◆ Problem to work on:
Extract the final stretch of the data: the line that contains "Check that each instance of the pair" and every line after it, unaltered, and no other lines.

◆ Data shown:
☆ ☆ ☆
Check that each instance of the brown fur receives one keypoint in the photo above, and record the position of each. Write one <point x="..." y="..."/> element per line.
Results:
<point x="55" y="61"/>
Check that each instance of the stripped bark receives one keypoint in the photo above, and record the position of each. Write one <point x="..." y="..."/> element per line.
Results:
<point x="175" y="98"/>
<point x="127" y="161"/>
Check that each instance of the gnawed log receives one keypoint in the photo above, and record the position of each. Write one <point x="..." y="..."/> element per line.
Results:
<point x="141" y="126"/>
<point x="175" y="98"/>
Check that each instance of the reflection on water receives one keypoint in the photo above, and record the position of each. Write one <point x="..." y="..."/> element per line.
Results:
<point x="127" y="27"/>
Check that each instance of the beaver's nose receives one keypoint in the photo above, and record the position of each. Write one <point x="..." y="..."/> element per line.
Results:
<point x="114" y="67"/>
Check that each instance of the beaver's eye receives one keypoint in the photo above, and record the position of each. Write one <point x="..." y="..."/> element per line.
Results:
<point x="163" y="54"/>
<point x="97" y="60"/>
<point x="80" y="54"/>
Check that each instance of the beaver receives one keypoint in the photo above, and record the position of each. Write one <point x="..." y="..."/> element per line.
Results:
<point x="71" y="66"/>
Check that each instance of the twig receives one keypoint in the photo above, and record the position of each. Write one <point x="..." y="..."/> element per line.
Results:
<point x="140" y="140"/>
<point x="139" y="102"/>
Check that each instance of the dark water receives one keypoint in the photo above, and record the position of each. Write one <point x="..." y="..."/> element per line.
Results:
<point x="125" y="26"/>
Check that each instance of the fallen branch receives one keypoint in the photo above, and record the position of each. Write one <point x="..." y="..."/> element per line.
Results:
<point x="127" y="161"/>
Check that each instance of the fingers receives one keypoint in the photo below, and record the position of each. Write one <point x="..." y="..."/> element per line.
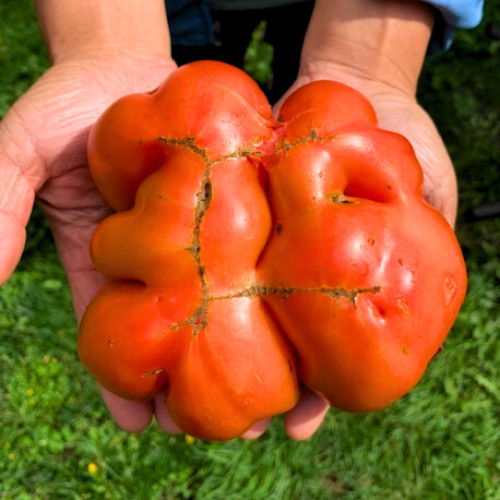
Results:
<point x="305" y="418"/>
<point x="163" y="417"/>
<point x="256" y="430"/>
<point x="132" y="416"/>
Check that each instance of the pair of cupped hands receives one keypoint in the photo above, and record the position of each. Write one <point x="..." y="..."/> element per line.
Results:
<point x="43" y="141"/>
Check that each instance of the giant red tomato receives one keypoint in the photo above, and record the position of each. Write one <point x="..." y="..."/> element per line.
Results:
<point x="250" y="255"/>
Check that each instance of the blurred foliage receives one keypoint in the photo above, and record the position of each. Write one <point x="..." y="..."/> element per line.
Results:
<point x="440" y="442"/>
<point x="259" y="57"/>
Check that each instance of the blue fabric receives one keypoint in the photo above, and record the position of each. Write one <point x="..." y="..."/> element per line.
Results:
<point x="453" y="14"/>
<point x="191" y="24"/>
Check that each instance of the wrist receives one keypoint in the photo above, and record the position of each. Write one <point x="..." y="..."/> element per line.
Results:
<point x="381" y="41"/>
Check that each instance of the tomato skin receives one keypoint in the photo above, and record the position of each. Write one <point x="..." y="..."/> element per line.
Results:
<point x="249" y="255"/>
☆ ☆ ☆
◆ Completed exercise:
Check that each instance of the pair of cupped hands receives one keypoint in the photo above, and record the position of each. Write one <point x="..." y="..."/> element per line.
Results:
<point x="43" y="141"/>
Check that each instance of the giant red tomato receives one keypoint in the photo above, and record the position of each. Write one <point x="..." y="..."/> element per line.
Results:
<point x="250" y="255"/>
Check that each instance of the blurred foliage receives one keypoint in the photo above, and record the position of each. Write one <point x="..." y="..."/> element per line.
Results:
<point x="440" y="442"/>
<point x="259" y="57"/>
Check that each instance of the blue fabric receives one keypoint in the photo above, and record the position of each. Write one <point x="..." y="..."/> element per line.
Results:
<point x="453" y="14"/>
<point x="191" y="24"/>
Check that each instance of the wrist receives one keypoint in the photo above, and record the position of each. Write one <point x="..." y="..."/> element per line.
Results:
<point x="381" y="41"/>
Check that each instance of the tomato skin receives one keypoint in the photo above, and record the position of each. Write one <point x="..." y="..."/> element per line.
Results:
<point x="249" y="255"/>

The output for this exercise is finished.